Work to be completed
Begin at the line below that contains "Can you spot the crane" and write out every line from there to the end of the entries, exactly.
-------------------------
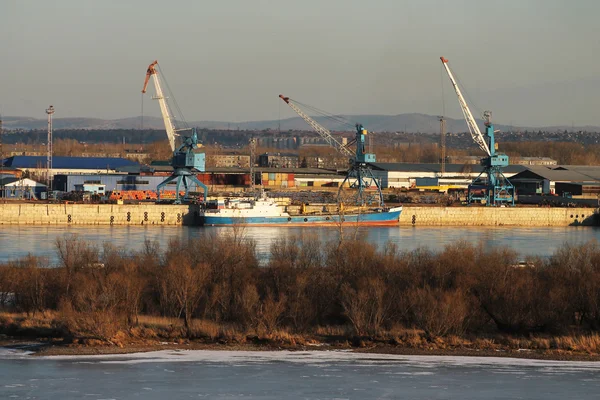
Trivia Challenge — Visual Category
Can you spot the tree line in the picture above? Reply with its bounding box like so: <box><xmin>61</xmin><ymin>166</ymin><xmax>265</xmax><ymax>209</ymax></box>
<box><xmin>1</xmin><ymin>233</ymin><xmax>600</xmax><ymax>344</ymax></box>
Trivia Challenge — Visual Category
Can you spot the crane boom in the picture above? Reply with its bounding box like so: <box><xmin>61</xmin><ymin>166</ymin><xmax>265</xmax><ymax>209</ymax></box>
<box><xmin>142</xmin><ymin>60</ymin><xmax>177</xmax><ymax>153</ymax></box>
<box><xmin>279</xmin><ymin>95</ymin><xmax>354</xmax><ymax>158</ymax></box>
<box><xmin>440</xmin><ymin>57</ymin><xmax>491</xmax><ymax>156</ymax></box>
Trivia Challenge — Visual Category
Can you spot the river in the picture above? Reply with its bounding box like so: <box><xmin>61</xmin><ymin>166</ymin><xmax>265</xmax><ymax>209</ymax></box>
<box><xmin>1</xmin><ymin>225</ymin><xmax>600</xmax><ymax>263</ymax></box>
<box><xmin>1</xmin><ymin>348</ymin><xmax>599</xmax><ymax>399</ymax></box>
-------------------------
Exercise response
Can you spot the crane boom in the picture above? Reply with its bounding box like so: <box><xmin>61</xmin><ymin>166</ymin><xmax>265</xmax><ymax>209</ymax></box>
<box><xmin>142</xmin><ymin>60</ymin><xmax>177</xmax><ymax>153</ymax></box>
<box><xmin>279</xmin><ymin>95</ymin><xmax>354</xmax><ymax>158</ymax></box>
<box><xmin>440</xmin><ymin>57</ymin><xmax>491</xmax><ymax>156</ymax></box>
Trivia Challenge — Visual Category
Can you spot the river in the picture above? Reply with its bounding box like so: <box><xmin>61</xmin><ymin>166</ymin><xmax>265</xmax><ymax>209</ymax></box>
<box><xmin>1</xmin><ymin>225</ymin><xmax>600</xmax><ymax>263</ymax></box>
<box><xmin>1</xmin><ymin>348</ymin><xmax>599</xmax><ymax>399</ymax></box>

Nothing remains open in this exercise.